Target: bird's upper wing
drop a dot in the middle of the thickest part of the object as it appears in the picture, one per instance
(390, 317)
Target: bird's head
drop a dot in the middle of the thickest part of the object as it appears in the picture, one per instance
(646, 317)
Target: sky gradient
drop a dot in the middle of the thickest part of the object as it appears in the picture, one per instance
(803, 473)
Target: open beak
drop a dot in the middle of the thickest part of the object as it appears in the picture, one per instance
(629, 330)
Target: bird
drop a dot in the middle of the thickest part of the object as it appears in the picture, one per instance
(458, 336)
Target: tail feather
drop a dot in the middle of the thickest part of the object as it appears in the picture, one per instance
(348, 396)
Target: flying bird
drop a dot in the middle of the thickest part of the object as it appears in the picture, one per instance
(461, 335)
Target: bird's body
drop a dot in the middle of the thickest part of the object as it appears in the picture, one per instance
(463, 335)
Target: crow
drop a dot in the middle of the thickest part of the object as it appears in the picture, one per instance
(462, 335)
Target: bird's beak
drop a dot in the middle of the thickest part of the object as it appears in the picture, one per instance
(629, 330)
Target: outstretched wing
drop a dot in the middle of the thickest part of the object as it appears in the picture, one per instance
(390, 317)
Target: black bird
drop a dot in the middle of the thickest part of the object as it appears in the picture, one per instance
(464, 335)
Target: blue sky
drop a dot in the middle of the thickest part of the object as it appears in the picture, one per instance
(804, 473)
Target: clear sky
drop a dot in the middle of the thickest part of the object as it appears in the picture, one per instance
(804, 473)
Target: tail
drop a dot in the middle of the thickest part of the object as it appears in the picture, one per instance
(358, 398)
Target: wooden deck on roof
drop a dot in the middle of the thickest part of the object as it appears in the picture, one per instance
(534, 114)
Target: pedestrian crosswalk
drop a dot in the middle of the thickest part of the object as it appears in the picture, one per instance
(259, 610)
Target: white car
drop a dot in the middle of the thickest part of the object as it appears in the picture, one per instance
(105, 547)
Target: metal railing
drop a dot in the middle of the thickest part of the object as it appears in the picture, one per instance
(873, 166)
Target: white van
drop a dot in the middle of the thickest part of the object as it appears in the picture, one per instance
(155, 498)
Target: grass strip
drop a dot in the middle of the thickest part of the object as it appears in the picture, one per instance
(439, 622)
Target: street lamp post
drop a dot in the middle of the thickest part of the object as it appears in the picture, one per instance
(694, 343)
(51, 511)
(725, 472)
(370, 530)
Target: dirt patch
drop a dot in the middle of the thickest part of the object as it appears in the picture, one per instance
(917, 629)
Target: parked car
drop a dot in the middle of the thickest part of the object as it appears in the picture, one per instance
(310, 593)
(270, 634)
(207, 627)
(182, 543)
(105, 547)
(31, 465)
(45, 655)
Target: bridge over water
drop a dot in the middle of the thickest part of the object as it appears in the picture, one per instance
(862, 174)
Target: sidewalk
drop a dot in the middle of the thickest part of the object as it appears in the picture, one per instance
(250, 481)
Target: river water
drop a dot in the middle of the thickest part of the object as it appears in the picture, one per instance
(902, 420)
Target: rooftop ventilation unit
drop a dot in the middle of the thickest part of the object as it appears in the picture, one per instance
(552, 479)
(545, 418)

WHAT THE TASK ASKS -
Go through the listing and print each line exactly as it appears.

SOLUTION FOR THIS PROBLEM -
Target: bird's upper wing
drop a dot in the middle of the thickest part of the object as it appears in the picture, one per instance
(390, 317)
Target: bird's head
drop a dot in the middle of the thickest part of the object as it appears in the picture, one per instance
(646, 317)
Target: sky gradient
drop a dot in the middle of the thickest part of the object as it appears in the picture, one per instance
(803, 473)
Target: open beak
drop a dot in the middle of the thickest part of the object as it appears in the picture, one per instance
(629, 330)
Target: bird
drop a dot in the middle of the thickest part of the object as it appears in the picture, one per instance
(458, 336)
Target: tail feather
drop a dot in the middle of the thickest part of the object as it appears in the picture, one per instance
(348, 396)
Target: flying bird
drop a dot in the middle of the thickest part of the object as it appears in the picture, one per instance
(461, 335)
Target: bird's body
drop a dot in the middle of the thickest part of the object as it appears in the picture, one per instance
(463, 335)
Target: crow
drop a dot in the middle of the thickest part of the object as it appears in the picture, one per instance
(462, 335)
Target: bird's beak
drop a dot in the middle of the thickest part of the object as it appears in the picture, one per instance
(629, 330)
Target: outstretched wing
drop a dot in the middle of the thickest part of the object as it appears in the picture, one per instance
(390, 317)
Target: black bird
drop a dot in the middle of the thickest part of the object as it appears in the picture, one per instance
(464, 335)
Target: blue sky
drop a dot in the middle of the thickest part of the object as it appears in the picture, one per instance
(804, 473)
Target: clear sky
drop a dot in the middle of the thickest part of the object as it appears in the picture, one per instance
(804, 473)
Target: tail
drop a dot in the middle of the thickest part of the object as it appears in the picture, one per instance
(358, 398)
Target: wooden deck on roof
drop a dot in the middle of the thickest part of the object as it appears in the picture, one per instance
(534, 114)
Target: pedestrian crosswalk
drop a dot in the middle of the thickest part of the object as it appears in the picture, one per instance
(259, 610)
Target: white car
drop a dot in the middle of the thickest part of the object as it appears in the picture, one per instance
(105, 547)
Target: metal railing
drop a dot in the middle of the thickest part of the object as it appears in the picture, one per instance
(873, 166)
Target: white van
drop a dot in the middle of the thickest part of the object as it appears in the picture, one per instance
(155, 498)
Target: grass strip
drop a dot in the middle of the thickest part of the object as it appears in the picture, one per instance
(439, 622)
Target: street lamp post
drop a dot in the middle of the thickest part of the object as it appears in the picture, one per instance
(694, 343)
(51, 511)
(725, 472)
(370, 530)
Target: dirt patch
drop a dot in the middle of the thickest part of the object as it appears in the picture, one per instance
(917, 629)
Target: parked car
drop a dot in the middle of the thickest part of the object as it appears in the picture, one per instance
(310, 593)
(270, 634)
(207, 627)
(182, 543)
(105, 547)
(31, 465)
(45, 655)
Target: bridge over water
drop a dot in the middle of the thickest part of the object as it appears in the picture, one per instance
(862, 174)
Target: sidewalk
drop a dot in the middle of the thickest part of the object as it appears in the picture, one per instance
(250, 481)
Target: river water
drop a dot in the middle of the thickest part of the object as it appears in the picture, one per instance
(902, 420)
Target: rooftop ventilation unit
drop a dot in the middle of the thickest part of the object as it appears in the picture, one per instance
(552, 479)
(545, 418)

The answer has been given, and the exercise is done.